━━━━━ RECORD EXTRACTS

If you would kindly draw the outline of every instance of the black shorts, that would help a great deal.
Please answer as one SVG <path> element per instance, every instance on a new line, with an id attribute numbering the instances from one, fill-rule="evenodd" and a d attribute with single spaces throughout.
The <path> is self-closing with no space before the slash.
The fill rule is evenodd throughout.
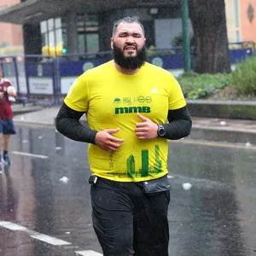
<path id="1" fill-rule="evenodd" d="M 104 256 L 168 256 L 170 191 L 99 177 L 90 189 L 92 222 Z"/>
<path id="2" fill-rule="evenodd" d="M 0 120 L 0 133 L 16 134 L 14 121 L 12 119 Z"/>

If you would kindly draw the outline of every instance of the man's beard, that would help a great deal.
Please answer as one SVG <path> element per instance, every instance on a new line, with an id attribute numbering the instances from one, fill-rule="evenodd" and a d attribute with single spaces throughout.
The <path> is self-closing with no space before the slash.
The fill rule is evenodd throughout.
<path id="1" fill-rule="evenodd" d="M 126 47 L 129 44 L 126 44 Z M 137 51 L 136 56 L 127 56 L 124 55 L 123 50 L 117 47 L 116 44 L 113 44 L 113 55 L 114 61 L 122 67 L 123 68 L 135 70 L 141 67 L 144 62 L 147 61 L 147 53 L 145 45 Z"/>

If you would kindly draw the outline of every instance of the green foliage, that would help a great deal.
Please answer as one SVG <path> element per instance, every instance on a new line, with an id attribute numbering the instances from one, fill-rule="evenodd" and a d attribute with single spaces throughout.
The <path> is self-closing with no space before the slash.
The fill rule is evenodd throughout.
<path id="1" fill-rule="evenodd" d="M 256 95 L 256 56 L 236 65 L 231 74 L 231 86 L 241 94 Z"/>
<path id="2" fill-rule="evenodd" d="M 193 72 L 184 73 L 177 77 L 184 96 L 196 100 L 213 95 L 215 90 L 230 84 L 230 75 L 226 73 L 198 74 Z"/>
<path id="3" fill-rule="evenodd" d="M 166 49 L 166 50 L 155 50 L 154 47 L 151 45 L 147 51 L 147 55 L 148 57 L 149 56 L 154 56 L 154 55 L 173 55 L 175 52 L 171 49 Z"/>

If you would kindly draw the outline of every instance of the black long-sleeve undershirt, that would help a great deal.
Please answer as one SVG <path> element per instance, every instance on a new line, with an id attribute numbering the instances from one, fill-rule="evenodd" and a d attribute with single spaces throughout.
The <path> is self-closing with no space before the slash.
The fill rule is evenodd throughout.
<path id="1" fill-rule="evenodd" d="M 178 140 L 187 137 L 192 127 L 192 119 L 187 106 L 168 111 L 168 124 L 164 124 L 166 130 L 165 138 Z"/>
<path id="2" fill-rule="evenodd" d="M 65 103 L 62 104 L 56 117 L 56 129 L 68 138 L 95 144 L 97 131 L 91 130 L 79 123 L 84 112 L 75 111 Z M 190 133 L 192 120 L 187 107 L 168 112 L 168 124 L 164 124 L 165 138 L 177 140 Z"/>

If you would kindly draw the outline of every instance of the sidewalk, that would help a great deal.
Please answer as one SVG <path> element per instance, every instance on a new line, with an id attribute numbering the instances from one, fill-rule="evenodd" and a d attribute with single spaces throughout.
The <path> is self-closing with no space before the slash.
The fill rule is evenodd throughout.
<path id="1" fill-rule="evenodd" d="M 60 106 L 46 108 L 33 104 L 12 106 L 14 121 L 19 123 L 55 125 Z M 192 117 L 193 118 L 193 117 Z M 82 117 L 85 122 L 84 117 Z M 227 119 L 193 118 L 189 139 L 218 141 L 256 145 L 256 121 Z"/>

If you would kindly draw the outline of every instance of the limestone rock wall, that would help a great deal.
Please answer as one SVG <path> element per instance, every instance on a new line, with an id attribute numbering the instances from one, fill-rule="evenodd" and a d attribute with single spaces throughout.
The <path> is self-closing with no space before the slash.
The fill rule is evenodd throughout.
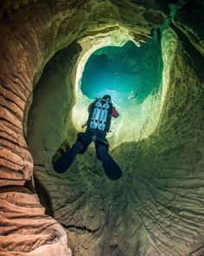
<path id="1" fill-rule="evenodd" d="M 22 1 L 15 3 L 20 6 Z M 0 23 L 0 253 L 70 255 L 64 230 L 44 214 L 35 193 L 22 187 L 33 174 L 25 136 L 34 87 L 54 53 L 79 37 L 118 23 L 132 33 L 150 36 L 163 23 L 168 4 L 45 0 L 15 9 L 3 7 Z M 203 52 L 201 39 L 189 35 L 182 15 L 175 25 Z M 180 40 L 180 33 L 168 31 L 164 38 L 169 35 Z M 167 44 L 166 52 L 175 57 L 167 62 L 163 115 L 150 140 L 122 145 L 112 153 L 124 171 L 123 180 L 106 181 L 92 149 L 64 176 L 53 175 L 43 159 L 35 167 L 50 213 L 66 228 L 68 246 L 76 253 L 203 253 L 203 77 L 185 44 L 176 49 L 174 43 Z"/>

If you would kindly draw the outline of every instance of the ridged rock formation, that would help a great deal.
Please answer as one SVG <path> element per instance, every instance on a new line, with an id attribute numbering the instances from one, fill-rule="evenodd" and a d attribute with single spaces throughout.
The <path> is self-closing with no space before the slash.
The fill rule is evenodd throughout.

━━━━━━━━━━

* _PROBLEM DESCRIPTION_: Return the whole listing, word for word, and leave out every picture.

* _RESPONSE BELOW_:
If you would kindly draw the outline of every instance of the black shorts, that would help a great deal.
Please answer as one SVG <path> element per instance, every instance on a new line, with an id attribute numbering the instances from one, fill-rule="evenodd" and a d attribute with single spaces throughout.
The <path> is self-closing with no space before the slash.
The fill rule is evenodd throughout.
<path id="1" fill-rule="evenodd" d="M 104 256 L 168 256 L 170 191 L 99 177 L 90 189 L 92 222 Z"/>
<path id="2" fill-rule="evenodd" d="M 0 120 L 0 133 L 16 134 L 14 121 L 12 119 Z"/>

If you would kindly draw the outline of every instance of the man's beard, that would help a great deal.
Please answer as one SVG <path> element per instance, every instance on a new line, with an id attribute numbering the instances from one, fill-rule="evenodd" and a d attribute with single spaces throughout.
The <path> is self-closing with no space before the slash.
The fill rule is evenodd throughout.
<path id="1" fill-rule="evenodd" d="M 126 47 L 129 44 L 126 44 Z M 137 51 L 136 56 L 127 56 L 124 55 L 123 50 L 117 47 L 116 44 L 113 44 L 113 55 L 114 61 L 122 67 L 123 68 L 135 70 L 141 67 L 144 62 L 147 61 L 147 53 L 145 45 Z"/>

If you would kindly draw the outline of every instance of the green foliage, that would help a great deal.
Please answer as one SVG <path> element per instance, every instance on a new line, with an id attribute numbering the instances from one, fill-rule="evenodd" and a d attribute with single spaces throughout.
The <path> is self-closing with no space before the slash.
The fill rule is evenodd throughout.
<path id="1" fill-rule="evenodd" d="M 256 95 L 256 56 L 236 65 L 231 74 L 231 86 L 241 94 Z"/>
<path id="2" fill-rule="evenodd" d="M 193 72 L 184 73 L 177 77 L 184 96 L 196 100 L 213 95 L 215 90 L 230 84 L 230 75 L 226 73 L 198 74 Z"/>
<path id="3" fill-rule="evenodd" d="M 166 49 L 166 50 L 155 50 L 154 47 L 151 45 L 147 51 L 147 55 L 148 57 L 149 56 L 154 56 L 154 55 L 173 55 L 175 52 L 171 49 Z"/>

If you would kindly draw the outline of every instance of the black long-sleeve undershirt, that would help a great deal.
Please answer as one SVG <path> element per instance, every instance on a new line, with an id attribute numbering the instances from one, fill-rule="evenodd" and a d attribute with single spaces throughout.
The <path> is self-closing with no space before the slash.
The fill rule is evenodd throughout.
<path id="1" fill-rule="evenodd" d="M 178 140 L 187 137 L 192 127 L 192 119 L 187 106 L 168 111 L 168 124 L 164 124 L 166 130 L 165 138 Z"/>
<path id="2" fill-rule="evenodd" d="M 65 103 L 62 104 L 56 117 L 56 129 L 68 138 L 95 144 L 97 131 L 91 130 L 79 123 L 84 112 L 75 111 Z M 190 133 L 192 120 L 187 107 L 168 112 L 168 124 L 164 124 L 165 138 L 177 140 Z"/>

If you would kindly draw the outline of every instance of the sidewalk, that would help a great deal.
Please answer as one SVG <path> element per instance, every instance on a new line, with an id attribute numbering the instances from one, fill-rule="evenodd" and a d attribute with single spaces throughout.
The <path> is self-closing with no space before the slash.
The fill rule is evenodd throughout.
<path id="1" fill-rule="evenodd" d="M 60 106 L 46 108 L 33 104 L 12 106 L 14 121 L 19 123 L 55 125 Z M 192 117 L 193 118 L 193 117 Z M 82 117 L 85 122 L 84 117 Z M 227 119 L 193 118 L 189 139 L 218 141 L 256 145 L 256 121 Z"/>

If you would kindly draw the outline of every instance of the limestone rock wall, that would help a great deal.
Please answer as one SVG <path> element per instance, every instance on a new line, with an id attribute numbering the instances from one, fill-rule="evenodd" and a d attribute with single spaces throughout.
The <path> is self-closing with no space before the slash.
The fill rule is evenodd throughout.
<path id="1" fill-rule="evenodd" d="M 22 1 L 15 3 L 20 6 Z M 0 23 L 0 253 L 70 255 L 64 230 L 44 214 L 35 193 L 22 187 L 33 174 L 25 136 L 34 87 L 54 53 L 79 37 L 118 23 L 132 33 L 150 36 L 163 23 L 168 4 L 45 0 L 15 9 L 3 7 Z M 203 52 L 201 39 L 189 35 L 182 15 L 175 25 Z M 180 40 L 180 33 L 168 31 L 164 38 L 169 35 Z M 167 44 L 166 52 L 175 57 L 167 62 L 163 115 L 150 140 L 122 145 L 112 153 L 124 171 L 123 180 L 106 181 L 92 149 L 64 176 L 53 175 L 43 159 L 35 167 L 50 213 L 66 228 L 68 246 L 76 253 L 203 253 L 203 77 L 185 44 L 176 49 L 174 43 Z"/>

If you would kindly draw the outline of every instance of the ridged rock formation, that would help a great deal.
Please answer as one SVG <path> element per instance, every instance on a new line, with an id attribute numbering the instances from one, fill-rule="evenodd" and a d attribute with single spaces throughout.
The <path> is self-closing with no space before the slash.
The fill rule is evenodd throughout.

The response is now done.